* **Exercise prompt**: Continue the personal story below about Perfect Baggage and the Iron Man 3 viewing, starting after its last sentence.

* **Reading text**:
──────
Perfect Baggage and I were still going strong by May. When I came back from Vegas, he took me to see Jurassic Park for my birthday, and even sprung for Whataburger. It wasn’t a date by a long shot, but we were becoming legit friends. We would just call each other to see how the other’s day was. I told him before my partner about my “promotion” at work (just in title and responsibilities, not a penny more…fuckers.) I will never say I loved him, but I enjoyed him in my life immensely.
My partner’s brother was going to be visiting us in May a few weeks after Iron Man 3 was to come out and we planned on all watching it together. However, when we saw it, it was not my first time to see it and I felt like a cheating whore. Not for the whole cheating with a penis, but because I lied about seeing a movie I knew my partner would have wanted to see with me first. We’re huge nerds (comic book Wednesday, anyone?) and we shared in comics and comic book based movies together. I felt so dirty saying I saw 42 (still I’ve never seen the movie) when I was really watching the sexy Guy Pearce.
──────
* **Recorded data**:

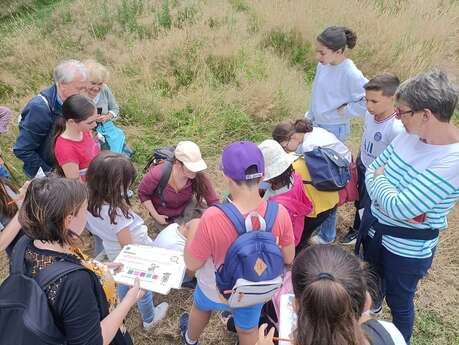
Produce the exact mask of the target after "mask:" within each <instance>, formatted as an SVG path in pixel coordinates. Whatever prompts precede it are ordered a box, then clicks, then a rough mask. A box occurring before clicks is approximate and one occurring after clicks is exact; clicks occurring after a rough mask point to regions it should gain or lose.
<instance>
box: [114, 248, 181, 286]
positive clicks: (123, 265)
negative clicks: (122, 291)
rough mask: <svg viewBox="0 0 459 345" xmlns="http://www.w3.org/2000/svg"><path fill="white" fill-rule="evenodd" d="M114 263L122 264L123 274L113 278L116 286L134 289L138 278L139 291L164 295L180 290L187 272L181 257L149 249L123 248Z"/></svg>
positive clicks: (166, 251) (115, 273)
mask: <svg viewBox="0 0 459 345" xmlns="http://www.w3.org/2000/svg"><path fill="white" fill-rule="evenodd" d="M114 262H119V263H121V264H123V268H122V270H121V271H120V272H117V273H116V272H115V273H114V274H113V278H114V279H115V281H116V282H117V283H120V284H125V285H133V284H134V279H135V278H139V280H140V287H141V288H142V289H145V290H150V291H153V292H158V293H160V294H163V295H167V294H168V293H169V291H170V289H180V287H181V285H182V280H183V276H184V274H185V270H186V267H185V262H184V260H183V253H181V252H179V251H175V250H170V249H164V248H158V247H151V246H142V245H128V246H125V247H124V248H123V250H122V251H121V253H120V254H119V255H118V256H117V257H116V259H115V260H114Z"/></svg>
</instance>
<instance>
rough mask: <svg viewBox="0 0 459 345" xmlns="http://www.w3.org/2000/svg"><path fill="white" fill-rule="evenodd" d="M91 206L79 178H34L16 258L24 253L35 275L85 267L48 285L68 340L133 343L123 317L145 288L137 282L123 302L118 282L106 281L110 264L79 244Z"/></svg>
mask: <svg viewBox="0 0 459 345" xmlns="http://www.w3.org/2000/svg"><path fill="white" fill-rule="evenodd" d="M87 207H88V201H87V190H86V185H85V184H83V183H80V182H79V181H78V180H72V179H65V178H57V177H50V178H48V177H45V178H37V179H34V180H32V181H31V182H30V185H29V187H28V189H27V193H26V195H25V200H24V202H23V204H22V207H21V209H20V211H19V222H20V224H21V226H22V230H23V231H24V233H25V234H26V235H27V237H26V236H24V237H22V238H21V239H20V240H19V241H18V243H17V245H16V247H15V248H14V251H13V258H14V260H13V261H14V262H18V261H16V259H17V258H18V255H23V259H22V258H21V259H22V260H23V261H24V270H25V274H26V275H27V276H29V277H31V278H34V279H39V277H40V273H41V272H42V271H43V270H45V269H48V267H51V266H52V265H53V264H55V263H61V262H65V263H70V264H74V265H76V266H81V269H78V270H73V271H71V272H70V273H67V274H64V275H62V276H60V277H59V278H57V279H55V280H53V281H51V282H50V283H49V284H47V285H46V288H44V292H45V294H46V297H47V299H48V302H49V308H50V309H51V311H52V314H53V316H54V320H55V324H56V326H57V328H58V329H59V331H60V332H61V333H62V336H63V337H64V338H65V339H63V340H64V341H63V343H65V344H68V345H81V344H87V345H132V339H131V338H130V336H129V334H128V333H127V332H126V328H125V327H124V325H123V320H124V318H125V317H126V316H127V314H128V312H129V310H130V309H131V307H132V306H133V305H134V304H135V303H136V302H137V301H138V300H139V299H140V298H141V297H142V296H143V294H144V291H143V290H141V289H140V288H139V281H138V280H136V281H135V283H134V286H132V287H131V288H130V289H129V291H128V292H127V294H126V296H125V297H124V299H123V300H122V301H121V302H120V303H119V304H117V301H116V296H115V289H114V282H113V281H112V280H109V279H106V277H105V274H104V267H103V266H101V265H100V263H98V262H96V261H93V260H90V259H89V258H88V257H86V256H85V255H84V254H83V253H82V252H81V251H80V250H79V249H78V248H77V246H78V245H79V244H80V235H81V234H82V232H83V231H84V229H85V225H86V218H87ZM61 265H62V264H61ZM118 266H119V265H118ZM114 267H115V266H112V268H114ZM45 315H46V314H45ZM43 331H46V330H43Z"/></svg>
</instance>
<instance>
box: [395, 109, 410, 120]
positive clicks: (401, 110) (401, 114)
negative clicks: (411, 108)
mask: <svg viewBox="0 0 459 345" xmlns="http://www.w3.org/2000/svg"><path fill="white" fill-rule="evenodd" d="M414 112H415V111H414V110H407V111H402V109H400V108H399V107H397V108H395V116H397V117H398V118H399V119H400V118H401V117H402V115H406V114H411V115H414Z"/></svg>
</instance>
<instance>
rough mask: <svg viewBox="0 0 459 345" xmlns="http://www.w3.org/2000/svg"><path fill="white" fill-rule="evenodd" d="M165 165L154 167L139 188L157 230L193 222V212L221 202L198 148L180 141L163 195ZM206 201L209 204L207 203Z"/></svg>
mask: <svg viewBox="0 0 459 345" xmlns="http://www.w3.org/2000/svg"><path fill="white" fill-rule="evenodd" d="M163 168H164V163H161V164H158V165H152V166H151V167H150V168H149V170H148V172H147V173H146V174H145V176H144V177H143V179H142V181H141V182H140V185H139V191H138V193H139V199H140V201H141V202H142V204H143V205H144V206H145V208H146V209H147V210H148V212H149V213H150V215H151V216H152V217H153V220H154V226H155V227H156V228H157V229H158V230H162V229H164V228H165V227H166V226H167V225H169V224H171V223H174V222H175V223H179V224H184V223H186V222H187V221H189V220H191V218H192V215H193V210H194V209H196V208H204V207H205V206H207V207H208V206H213V205H215V204H217V203H218V202H219V199H218V196H217V193H216V192H215V190H214V187H213V186H212V182H211V181H210V179H209V177H208V176H207V175H206V174H205V173H204V170H206V169H207V164H206V162H205V161H204V160H203V159H202V156H201V151H200V149H199V146H198V145H196V144H195V143H194V142H192V141H181V142H179V143H178V144H177V147H176V148H175V151H174V162H173V165H172V170H171V172H170V176H169V178H168V181H167V184H166V186H165V187H164V190H163V191H162V195H158V194H157V190H156V189H157V187H158V185H159V184H160V182H161V180H162V176H163ZM204 200H205V201H206V203H205V204H204Z"/></svg>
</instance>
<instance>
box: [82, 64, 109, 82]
mask: <svg viewBox="0 0 459 345" xmlns="http://www.w3.org/2000/svg"><path fill="white" fill-rule="evenodd" d="M83 63H84V65H85V66H86V68H87V70H88V74H89V81H90V82H93V83H105V82H106V81H107V80H108V77H109V75H110V73H109V72H108V69H107V68H106V67H105V66H104V65H102V64H100V63H98V62H97V61H95V60H86V61H84V62H83Z"/></svg>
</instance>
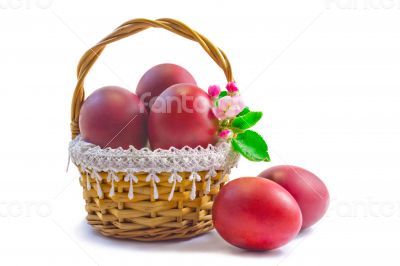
──────
* **Answer box**:
I had been enjoying routine in my life; every weekend I would paint my nails and toenails. This might sound like a normal woman thing, but to me, it was a HUGE thing. I did the crackle paint and would have Perfect Baggage try to figure out who the combo was for (he failed so much.) My partner would give me the ideas and loved how happy I had been the past few weeks. He didn’t question my absences with Perfect Baggage. I was happy, so he was happy.
The weekend Iron Man came out, I painted my nails in honor of the movie: yellow with red crackle on top. Perfect Baggage asked me to come over Friday after work and help him apply some biofreeze to his muscles from hurting himself at work, and then watch some movies (super old movies too, by the way.) Of course I agreed. I wasn’t expecting sex, let alone the hours and days worth of sex we had.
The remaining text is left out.